• [What is required]: Reproduce the data below in full. Nothing should differ from the original.

Materials provided Block Start

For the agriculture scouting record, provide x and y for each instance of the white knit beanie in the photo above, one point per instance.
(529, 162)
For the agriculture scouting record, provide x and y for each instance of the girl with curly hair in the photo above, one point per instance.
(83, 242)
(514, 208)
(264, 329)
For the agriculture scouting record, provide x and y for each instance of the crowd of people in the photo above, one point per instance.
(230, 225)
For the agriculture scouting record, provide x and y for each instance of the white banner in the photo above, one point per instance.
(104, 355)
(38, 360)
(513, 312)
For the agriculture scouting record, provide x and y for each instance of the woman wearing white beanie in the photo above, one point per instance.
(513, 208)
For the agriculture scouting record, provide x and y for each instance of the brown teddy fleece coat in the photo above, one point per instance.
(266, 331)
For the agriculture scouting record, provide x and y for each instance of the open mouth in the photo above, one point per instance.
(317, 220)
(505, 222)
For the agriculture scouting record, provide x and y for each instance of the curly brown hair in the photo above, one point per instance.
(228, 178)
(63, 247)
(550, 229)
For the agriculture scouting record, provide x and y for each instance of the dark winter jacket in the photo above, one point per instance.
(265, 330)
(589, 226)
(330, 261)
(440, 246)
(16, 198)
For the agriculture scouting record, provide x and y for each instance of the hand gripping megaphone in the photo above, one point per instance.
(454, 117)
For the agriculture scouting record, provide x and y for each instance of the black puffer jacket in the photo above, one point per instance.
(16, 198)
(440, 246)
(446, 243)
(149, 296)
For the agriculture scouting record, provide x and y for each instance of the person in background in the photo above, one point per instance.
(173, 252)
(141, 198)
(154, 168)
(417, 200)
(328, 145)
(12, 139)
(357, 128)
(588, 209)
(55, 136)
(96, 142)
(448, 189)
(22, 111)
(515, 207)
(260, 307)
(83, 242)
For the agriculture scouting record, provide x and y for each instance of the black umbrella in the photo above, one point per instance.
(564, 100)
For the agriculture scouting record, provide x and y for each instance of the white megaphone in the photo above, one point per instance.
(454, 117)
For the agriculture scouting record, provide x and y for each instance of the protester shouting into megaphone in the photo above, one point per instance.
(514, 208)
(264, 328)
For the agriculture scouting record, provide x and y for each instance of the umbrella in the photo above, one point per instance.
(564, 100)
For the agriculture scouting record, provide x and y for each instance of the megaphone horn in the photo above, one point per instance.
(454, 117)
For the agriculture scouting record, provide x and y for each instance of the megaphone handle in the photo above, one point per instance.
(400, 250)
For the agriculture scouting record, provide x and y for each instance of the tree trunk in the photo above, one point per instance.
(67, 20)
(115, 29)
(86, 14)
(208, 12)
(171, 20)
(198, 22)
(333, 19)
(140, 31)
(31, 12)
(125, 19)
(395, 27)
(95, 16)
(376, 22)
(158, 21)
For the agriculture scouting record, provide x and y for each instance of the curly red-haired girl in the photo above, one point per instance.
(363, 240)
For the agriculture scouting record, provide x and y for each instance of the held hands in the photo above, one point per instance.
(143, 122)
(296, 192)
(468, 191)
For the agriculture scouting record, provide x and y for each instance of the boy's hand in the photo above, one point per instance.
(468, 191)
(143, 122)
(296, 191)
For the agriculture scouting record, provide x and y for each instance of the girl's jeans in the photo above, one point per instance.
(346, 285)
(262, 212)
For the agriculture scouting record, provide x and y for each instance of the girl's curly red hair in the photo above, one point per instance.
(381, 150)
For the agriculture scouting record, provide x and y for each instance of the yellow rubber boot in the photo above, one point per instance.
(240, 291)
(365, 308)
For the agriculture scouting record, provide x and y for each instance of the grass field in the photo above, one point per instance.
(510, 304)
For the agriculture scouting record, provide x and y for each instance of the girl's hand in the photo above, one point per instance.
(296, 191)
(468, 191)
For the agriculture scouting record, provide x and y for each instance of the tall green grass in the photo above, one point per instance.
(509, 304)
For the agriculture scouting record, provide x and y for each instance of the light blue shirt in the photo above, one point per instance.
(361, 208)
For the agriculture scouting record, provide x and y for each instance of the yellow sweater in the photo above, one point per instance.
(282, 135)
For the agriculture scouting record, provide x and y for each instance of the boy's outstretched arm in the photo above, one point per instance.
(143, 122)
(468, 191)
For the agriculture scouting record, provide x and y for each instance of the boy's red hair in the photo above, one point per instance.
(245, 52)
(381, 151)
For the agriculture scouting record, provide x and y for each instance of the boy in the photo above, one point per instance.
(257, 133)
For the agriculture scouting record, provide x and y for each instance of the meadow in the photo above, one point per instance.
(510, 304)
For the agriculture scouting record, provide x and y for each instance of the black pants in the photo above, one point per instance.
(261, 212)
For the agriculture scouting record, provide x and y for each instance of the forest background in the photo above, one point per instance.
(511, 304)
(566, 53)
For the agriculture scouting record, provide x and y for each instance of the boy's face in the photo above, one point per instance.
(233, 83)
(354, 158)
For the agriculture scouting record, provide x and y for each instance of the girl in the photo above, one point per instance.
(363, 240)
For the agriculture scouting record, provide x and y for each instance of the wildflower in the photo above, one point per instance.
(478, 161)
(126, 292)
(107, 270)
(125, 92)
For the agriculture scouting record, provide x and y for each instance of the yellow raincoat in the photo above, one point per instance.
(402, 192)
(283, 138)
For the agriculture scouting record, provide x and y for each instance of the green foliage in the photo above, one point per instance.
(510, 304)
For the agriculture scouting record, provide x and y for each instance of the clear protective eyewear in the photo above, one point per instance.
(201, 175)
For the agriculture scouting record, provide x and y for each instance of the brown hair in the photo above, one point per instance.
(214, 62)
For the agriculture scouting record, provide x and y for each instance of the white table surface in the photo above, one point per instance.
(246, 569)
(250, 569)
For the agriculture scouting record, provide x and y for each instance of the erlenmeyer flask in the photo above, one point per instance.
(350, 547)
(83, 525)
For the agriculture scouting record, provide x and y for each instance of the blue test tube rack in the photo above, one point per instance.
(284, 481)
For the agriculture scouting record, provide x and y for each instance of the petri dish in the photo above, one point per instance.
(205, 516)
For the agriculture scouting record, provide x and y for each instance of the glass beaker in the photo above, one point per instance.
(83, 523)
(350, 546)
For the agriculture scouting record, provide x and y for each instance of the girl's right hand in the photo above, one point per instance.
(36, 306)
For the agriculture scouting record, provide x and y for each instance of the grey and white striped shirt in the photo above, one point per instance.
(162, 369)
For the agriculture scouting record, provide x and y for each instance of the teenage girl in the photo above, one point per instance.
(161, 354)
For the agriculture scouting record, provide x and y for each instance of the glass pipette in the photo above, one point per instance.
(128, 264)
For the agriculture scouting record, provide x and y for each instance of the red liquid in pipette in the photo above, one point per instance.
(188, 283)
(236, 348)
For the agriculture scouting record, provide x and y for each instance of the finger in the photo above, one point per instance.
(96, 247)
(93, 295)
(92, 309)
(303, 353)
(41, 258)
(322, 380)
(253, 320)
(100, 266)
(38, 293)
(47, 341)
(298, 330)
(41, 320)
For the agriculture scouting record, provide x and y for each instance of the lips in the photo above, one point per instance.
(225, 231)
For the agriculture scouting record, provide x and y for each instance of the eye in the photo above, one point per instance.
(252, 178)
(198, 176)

Materials provided Block End

• [Answer for the task]:
For the agriculture scouting record, provide x and y for each instance of the white knit beanie in the photo above, one point per instance.
(529, 162)
For the agriculture scouting record, provide x and y for each instance of the girl with curly hair in the photo above, one point per instance.
(83, 242)
(514, 208)
(264, 329)
For the agriculture scouting record, provide x and y for each instance of the crowd of people in the photo above, one point per instance.
(230, 225)
For the agriculture scouting record, provide x and y for each instance of the white banner in the photo above, one point per instance.
(104, 355)
(38, 360)
(513, 312)
For the agriculture scouting record, provide x and y for each instance of the woman wearing white beanie in the photo above, one point per instance.
(513, 208)
For the agriculture scouting record, provide x and y for each instance of the brown teddy fleece coat in the photo above, one point per instance.
(266, 331)
For the agriculture scouting record, provide x and y for each instance of the open mouth in the photo above, one point per instance.
(317, 220)
(505, 222)
For the agriculture scouting record, provide x and y for each instance of the curly brown hair in the photo above, one point per instance.
(228, 178)
(63, 247)
(550, 229)
For the agriculture scouting record, provide x and y for each instance of the dark winter jacket in the photo above, one point per instance.
(265, 330)
(589, 226)
(330, 261)
(440, 246)
(16, 198)
For the agriculture scouting record, provide x and y for each instance of the hand gripping megaphone in the photo above, one point per instance.
(454, 117)
For the agriculture scouting record, provide x and y for each instance of the black puffer jacket in the photo above, one point per instance.
(16, 198)
(440, 246)
(446, 243)
(149, 296)
For the agriculture scouting record, provide x and y for each instance of the person in background in the photo above, one point per instance.
(173, 252)
(141, 198)
(154, 168)
(417, 200)
(328, 145)
(12, 139)
(357, 128)
(588, 209)
(55, 136)
(96, 142)
(448, 189)
(22, 111)
(515, 207)
(260, 307)
(83, 242)
For the agriculture scouting record, provide x and y for each instance of the black umbrella in the photo above, one point per instance.
(564, 100)
For the agriculture scouting record, provide x and y for each instance of the white megaphone in the photo above, one point per instance.
(454, 117)
For the agriculture scouting record, provide x and y for each instance of the protester shouting into megaphone in the photo above, one point per instance.
(514, 208)
(264, 328)
For the agriculture scouting record, provide x and y for each instance of the umbrella in the photo above, one point per instance.
(564, 100)
For the agriculture scouting record, provide x and y for each instance of the megaphone horn in the photo above, one point per instance.
(454, 117)
For the agriculture scouting record, provide x and y for each instance of the megaphone handle in the photo above, one point per instance.
(400, 250)
For the agriculture scouting record, provide x and y for each instance of the tree trunk in the photo above, one point per instance.
(67, 20)
(115, 29)
(86, 14)
(208, 12)
(171, 20)
(198, 22)
(333, 19)
(140, 31)
(31, 12)
(125, 19)
(395, 27)
(95, 16)
(376, 22)
(158, 21)
For the agriculture scouting record, provide x and y for each instance of the curly red-haired girl in the photo above, one point per instance.
(363, 240)
For the agriculture scouting record, provide x and y for each instance of the held hands in the photo above, one point per instance.
(143, 122)
(296, 192)
(468, 191)
For the agriculture scouting record, provide x and y for each instance of the boy's hand in the photo above, one point per instance.
(468, 191)
(143, 122)
(296, 191)
For the agriculture scouting record, provide x and y for each instance of the girl's jeans in the photo above, one point per instance.
(346, 285)
(262, 212)
For the agriculture scouting record, provide x and y for each instance of the girl's curly red hair in the photo above, one point per instance.
(381, 150)
For the agriculture scouting record, provide x and y for each instance of the yellow rubber boot in the photo above, one point per instance.
(240, 291)
(365, 308)
For the agriculture scouting record, provide x and y for each instance of the grass field in the photo above, one point per instance.
(510, 304)
For the agriculture scouting record, provide x and y for each instance of the girl's hand in the photo above, one point per instance.
(296, 191)
(468, 191)
For the agriculture scouting record, provide x and y for each instance of the tall green grass in the photo above, one point per instance.
(509, 304)
For the agriculture scouting record, provide x and y for each instance of the light blue shirt in the photo above, one point per instance.
(361, 208)
For the agriculture scouting record, provide x and y for each instance of the yellow sweater in the photo above, one point per instance.
(282, 135)
For the agriculture scouting record, provide x and y for each instance of the boy's outstretched arm in the photo above, one point per instance.
(143, 122)
(468, 191)
For the agriculture scouting record, provide x and y for each instance of the boy's red hair in the photo above, one point per instance.
(245, 52)
(381, 151)
For the agriculture scouting record, provide x and y for each instance of the boy in the photo above, one point per instance.
(257, 133)
For the agriculture scouting record, provide x and y for each instance of the meadow in the photo above, one point per instance.
(510, 304)
For the agriculture scouting record, provide x and y for each instance of the black pants in the photo above, one point per instance.
(261, 212)
For the agriculture scouting record, provide x and y for each instance of the forest background in the photo above, one point per instance.
(511, 304)
(566, 53)
For the agriculture scouting record, provide x and y for each instance of the boy's face in the photo above, one point per instance.
(233, 83)
(354, 158)
For the agriculture scouting record, provide x and y for each instance of the girl in the photo above, one point per instance.
(363, 240)
For the agriculture scouting record, provide x and y for each instance of the wildflower in the photo above, one point per instance.
(478, 161)
(126, 292)
(107, 270)
(125, 92)
For the agriculture scouting record, provide x and y for each instance of the yellow raincoat in the photo above, one point per instance.
(402, 192)
(283, 138)
For the agriculture scouting record, provide x and y for each instance of the green foliage in the photo above, one point per instance.
(510, 304)
For the agriculture scouting record, provide x and y for each instance of the clear protective eyewear in the photo above, one point per instance.
(201, 175)
For the agriculture scouting record, provide x and y for each instance of the brown hair in the photo above, one point per instance.
(214, 62)
For the agriculture scouting record, provide x and y for each instance of the white table surface in the photo above, one point per instance.
(246, 569)
(250, 569)
For the agriculture scouting record, provide x and y for each instance of the erlenmeyer flask in the photo above, one point per instance.
(350, 547)
(83, 525)
For the agriculture scouting record, provide x and y for each instance of the blue test tube rack in the photo above, one point per instance.
(284, 481)
For the agriculture scouting record, provide x and y for each instance of the petri dish in the photo above, one point per instance.
(205, 516)
For the agriculture scouting record, provide x and y for each instance of the glass beaker in the photo above, one point per instance.
(83, 523)
(350, 546)
For the agriculture scouting record, provide x and y for each instance of the girl's right hand in the photo above, one point per instance.
(36, 306)
For the agriculture scouting record, provide x and y for each instance of the grey and white striped shirt in the photo above, one point per instance.
(162, 369)
For the agriculture scouting record, provide x and y for each instance of the teenage girl in the photo above, one point per instance.
(161, 354)
For the agriculture scouting record, provide x and y for each instance of the glass pipette in the photo above, one point per instance.
(128, 264)
For the agriculture scouting record, provide x and y for each instance of the red liquid in pipette in the photo above, one point per instance.
(188, 283)
(236, 348)
For the agriculture scouting record, provide x and y for each instance of the finger in the photo above, one point per instance.
(96, 247)
(93, 295)
(92, 309)
(303, 353)
(41, 258)
(322, 380)
(253, 320)
(100, 266)
(38, 293)
(47, 341)
(298, 330)
(41, 320)
For the agriculture scouting record, provide x and y for each instance of the lips in the photo above, one point per instance.
(225, 231)
For the agriculture scouting record, provide x and y for each instance of the eye in the photo above, one point per instance.
(252, 178)
(198, 176)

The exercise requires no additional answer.